* [Directions]
Below is a listing from which only part is wanted; return exactly the lines from the one with "Each instance of the striped" up to and including the one with "Each instance of the dark".

* [Dataset records]
──────────

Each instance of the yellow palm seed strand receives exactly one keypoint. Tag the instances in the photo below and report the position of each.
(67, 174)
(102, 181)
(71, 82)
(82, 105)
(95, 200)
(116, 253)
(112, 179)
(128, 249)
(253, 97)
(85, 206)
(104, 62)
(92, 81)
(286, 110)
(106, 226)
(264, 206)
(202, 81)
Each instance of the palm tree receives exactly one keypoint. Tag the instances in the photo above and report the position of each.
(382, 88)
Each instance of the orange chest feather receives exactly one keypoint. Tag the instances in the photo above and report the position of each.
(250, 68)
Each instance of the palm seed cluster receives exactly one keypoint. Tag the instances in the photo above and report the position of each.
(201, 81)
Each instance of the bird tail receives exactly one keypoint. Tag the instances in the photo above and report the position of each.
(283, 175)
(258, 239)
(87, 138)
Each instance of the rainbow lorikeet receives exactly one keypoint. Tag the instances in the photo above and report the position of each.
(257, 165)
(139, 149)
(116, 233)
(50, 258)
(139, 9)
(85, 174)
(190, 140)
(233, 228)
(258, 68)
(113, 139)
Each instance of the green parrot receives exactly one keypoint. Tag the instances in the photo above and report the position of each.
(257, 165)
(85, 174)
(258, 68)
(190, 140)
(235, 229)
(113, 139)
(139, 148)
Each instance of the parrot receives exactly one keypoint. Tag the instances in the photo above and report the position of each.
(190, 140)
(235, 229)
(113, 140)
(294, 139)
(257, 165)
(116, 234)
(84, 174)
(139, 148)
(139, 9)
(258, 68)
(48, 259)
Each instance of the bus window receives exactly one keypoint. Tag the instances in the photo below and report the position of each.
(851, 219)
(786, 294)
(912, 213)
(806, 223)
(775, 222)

──────────

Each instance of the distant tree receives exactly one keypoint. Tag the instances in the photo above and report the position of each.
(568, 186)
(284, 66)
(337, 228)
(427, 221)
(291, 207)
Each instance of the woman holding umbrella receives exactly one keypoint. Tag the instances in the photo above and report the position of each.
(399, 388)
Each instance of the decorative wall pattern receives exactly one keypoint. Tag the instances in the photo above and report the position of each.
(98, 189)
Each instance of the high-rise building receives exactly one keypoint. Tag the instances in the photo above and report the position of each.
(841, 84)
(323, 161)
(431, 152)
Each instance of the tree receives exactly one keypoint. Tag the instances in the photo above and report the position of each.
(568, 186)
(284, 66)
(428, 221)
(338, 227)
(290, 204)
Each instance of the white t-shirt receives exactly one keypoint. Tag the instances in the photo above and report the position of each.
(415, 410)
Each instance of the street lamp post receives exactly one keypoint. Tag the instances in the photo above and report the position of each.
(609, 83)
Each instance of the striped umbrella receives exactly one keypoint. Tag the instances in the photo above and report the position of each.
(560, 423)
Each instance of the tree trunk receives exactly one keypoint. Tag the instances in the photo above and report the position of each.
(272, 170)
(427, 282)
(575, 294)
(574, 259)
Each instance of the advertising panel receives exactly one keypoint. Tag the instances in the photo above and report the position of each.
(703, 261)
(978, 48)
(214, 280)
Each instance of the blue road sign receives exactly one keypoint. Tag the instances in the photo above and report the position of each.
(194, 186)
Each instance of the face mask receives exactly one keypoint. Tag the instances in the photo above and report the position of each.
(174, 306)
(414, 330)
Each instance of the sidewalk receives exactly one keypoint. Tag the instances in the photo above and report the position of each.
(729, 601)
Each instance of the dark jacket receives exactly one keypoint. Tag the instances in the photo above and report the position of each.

──────────

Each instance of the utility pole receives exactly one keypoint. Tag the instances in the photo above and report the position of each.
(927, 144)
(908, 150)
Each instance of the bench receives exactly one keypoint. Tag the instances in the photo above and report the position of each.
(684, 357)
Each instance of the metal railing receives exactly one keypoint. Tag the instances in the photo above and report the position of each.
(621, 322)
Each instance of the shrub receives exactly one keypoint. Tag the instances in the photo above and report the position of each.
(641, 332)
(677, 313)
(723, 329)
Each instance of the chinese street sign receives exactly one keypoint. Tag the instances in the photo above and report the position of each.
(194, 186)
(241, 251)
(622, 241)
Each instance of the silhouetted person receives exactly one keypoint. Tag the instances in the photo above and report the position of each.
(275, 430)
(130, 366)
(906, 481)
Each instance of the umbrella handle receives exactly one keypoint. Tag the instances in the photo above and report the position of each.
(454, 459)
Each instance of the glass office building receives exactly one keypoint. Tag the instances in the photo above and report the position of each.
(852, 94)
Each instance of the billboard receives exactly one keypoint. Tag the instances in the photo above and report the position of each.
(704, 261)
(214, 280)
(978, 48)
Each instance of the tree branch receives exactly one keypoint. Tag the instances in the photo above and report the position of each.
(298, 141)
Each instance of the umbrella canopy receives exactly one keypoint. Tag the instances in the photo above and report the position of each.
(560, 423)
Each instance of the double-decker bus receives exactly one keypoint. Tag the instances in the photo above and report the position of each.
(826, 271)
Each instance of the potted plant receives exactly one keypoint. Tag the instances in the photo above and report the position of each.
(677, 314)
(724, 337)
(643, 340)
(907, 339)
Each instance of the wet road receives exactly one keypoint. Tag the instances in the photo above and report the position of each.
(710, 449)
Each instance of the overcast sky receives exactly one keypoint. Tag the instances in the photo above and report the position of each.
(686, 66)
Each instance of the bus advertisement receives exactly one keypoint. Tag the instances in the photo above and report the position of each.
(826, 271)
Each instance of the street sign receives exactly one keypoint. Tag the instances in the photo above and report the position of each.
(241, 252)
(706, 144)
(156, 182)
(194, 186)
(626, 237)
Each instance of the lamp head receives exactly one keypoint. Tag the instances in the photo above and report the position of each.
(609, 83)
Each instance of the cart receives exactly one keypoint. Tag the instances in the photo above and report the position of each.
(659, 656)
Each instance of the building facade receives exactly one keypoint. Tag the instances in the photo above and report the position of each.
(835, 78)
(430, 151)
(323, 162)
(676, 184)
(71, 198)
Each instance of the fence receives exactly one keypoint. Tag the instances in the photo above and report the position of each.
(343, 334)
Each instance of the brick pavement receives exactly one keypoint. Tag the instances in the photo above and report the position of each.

──────────

* [Response box]
Each instance of the striped umbrella receives exactly one keypoint. Tag the instances in the photo above and report the position of each.
(560, 423)
Each instance of the tree trunk receives exactly one keypoint. Tag the instances in the photo above and report the position of each.
(272, 170)
(427, 282)
(575, 294)
(574, 259)
Each instance of the advertising panel receives exactly one keypoint. Tag the instances in the photo above and report the position of each.
(703, 261)
(978, 48)
(214, 280)
Each instance of the blue road sign receives exactly one keypoint. Tag the instances in the photo above and report the position of each.
(194, 186)
Each instance of the face mask receives exactly one keypoint. Tag the instances in the photo above and report the position of each.
(174, 306)
(414, 330)
Each instance of the sidewalk receives exactly one keypoint. Tag the instances in the photo above and report the position of each.
(729, 601)
Each instance of the dark jacket receives exactly one keypoint. Tag the instances in the photo above and report the position of each.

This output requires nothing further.